- **Task details**
Reproduce all of the data exactly.
#### Material
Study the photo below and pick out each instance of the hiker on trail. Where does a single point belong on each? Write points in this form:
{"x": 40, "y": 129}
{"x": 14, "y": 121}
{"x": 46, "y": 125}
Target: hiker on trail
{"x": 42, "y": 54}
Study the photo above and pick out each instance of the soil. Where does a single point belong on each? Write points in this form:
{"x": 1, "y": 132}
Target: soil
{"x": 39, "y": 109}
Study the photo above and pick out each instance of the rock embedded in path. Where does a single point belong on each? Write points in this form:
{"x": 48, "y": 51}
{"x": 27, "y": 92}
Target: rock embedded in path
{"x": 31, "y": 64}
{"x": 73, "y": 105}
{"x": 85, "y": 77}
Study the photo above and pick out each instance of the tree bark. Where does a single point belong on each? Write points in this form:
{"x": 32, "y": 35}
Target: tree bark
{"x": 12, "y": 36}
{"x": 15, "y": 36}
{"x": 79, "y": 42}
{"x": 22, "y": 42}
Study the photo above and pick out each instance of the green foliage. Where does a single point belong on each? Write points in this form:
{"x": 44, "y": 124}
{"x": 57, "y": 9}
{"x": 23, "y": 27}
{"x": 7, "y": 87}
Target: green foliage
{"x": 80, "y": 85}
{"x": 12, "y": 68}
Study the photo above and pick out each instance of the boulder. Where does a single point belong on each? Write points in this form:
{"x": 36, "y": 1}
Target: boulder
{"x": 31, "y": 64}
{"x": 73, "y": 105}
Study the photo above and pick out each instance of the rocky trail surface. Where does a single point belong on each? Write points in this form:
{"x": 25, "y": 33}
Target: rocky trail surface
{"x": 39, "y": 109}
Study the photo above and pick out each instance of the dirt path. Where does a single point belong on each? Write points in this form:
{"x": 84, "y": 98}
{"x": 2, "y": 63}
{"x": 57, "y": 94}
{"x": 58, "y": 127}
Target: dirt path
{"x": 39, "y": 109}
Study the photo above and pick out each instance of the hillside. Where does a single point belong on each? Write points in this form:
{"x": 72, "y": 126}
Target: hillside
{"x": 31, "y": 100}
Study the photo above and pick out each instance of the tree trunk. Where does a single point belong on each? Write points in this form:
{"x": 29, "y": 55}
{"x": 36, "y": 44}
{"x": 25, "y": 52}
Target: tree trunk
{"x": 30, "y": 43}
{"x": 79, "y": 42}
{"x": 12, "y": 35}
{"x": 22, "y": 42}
########
- **Full response**
Study the photo below and pick out each instance of the hiker on trail. Where does a single point belong on each? Write points in this form:
{"x": 40, "y": 129}
{"x": 14, "y": 121}
{"x": 46, "y": 125}
Target: hiker on trail
{"x": 42, "y": 54}
Study the photo above and pick out each instance of the soil. Where does a single point belong on each? Write points in this form:
{"x": 1, "y": 132}
Target: soil
{"x": 39, "y": 109}
Study the photo above and pick out each instance of the rock embedded in path. Where does a single point belong on each? Write points in this form:
{"x": 48, "y": 51}
{"x": 27, "y": 92}
Target: rock embedded in path
{"x": 31, "y": 64}
{"x": 73, "y": 105}
{"x": 85, "y": 77}
Study the photo above and pick out each instance of the tree bark. Where does a single point belong on each? Write points in this form:
{"x": 32, "y": 35}
Target: tree bark
{"x": 12, "y": 36}
{"x": 15, "y": 36}
{"x": 79, "y": 42}
{"x": 22, "y": 42}
Study the photo above and pick out each instance of the green foliage. Where does a single point belong on each? Write points in this form:
{"x": 44, "y": 124}
{"x": 57, "y": 9}
{"x": 23, "y": 27}
{"x": 7, "y": 87}
Target: green foliage
{"x": 80, "y": 85}
{"x": 12, "y": 68}
Study the photo above and pick out each instance of the boulder. Where does a single point belong on each? Write points in this form:
{"x": 36, "y": 1}
Target: boulder
{"x": 31, "y": 64}
{"x": 73, "y": 105}
Study the photo above and pick out each instance of the rocky trail surface. Where does a single point belong on each? Write points in this form:
{"x": 25, "y": 33}
Target: rocky trail surface
{"x": 39, "y": 109}
Study the photo above and pick out each instance of the dirt path. Where does a single point belong on each? Write points in this form:
{"x": 84, "y": 98}
{"x": 2, "y": 63}
{"x": 57, "y": 94}
{"x": 58, "y": 127}
Target: dirt path
{"x": 39, "y": 109}
Study the photo above and pick out each instance of the hillside. Where does a single point belong on each? Write points in this form:
{"x": 72, "y": 126}
Target: hillside
{"x": 31, "y": 100}
Study the photo above and pick out each instance of the tree trunk. Where does a single point belong on each? Write points in this form:
{"x": 29, "y": 55}
{"x": 36, "y": 44}
{"x": 25, "y": 52}
Target: tree trunk
{"x": 30, "y": 43}
{"x": 79, "y": 42}
{"x": 12, "y": 35}
{"x": 22, "y": 42}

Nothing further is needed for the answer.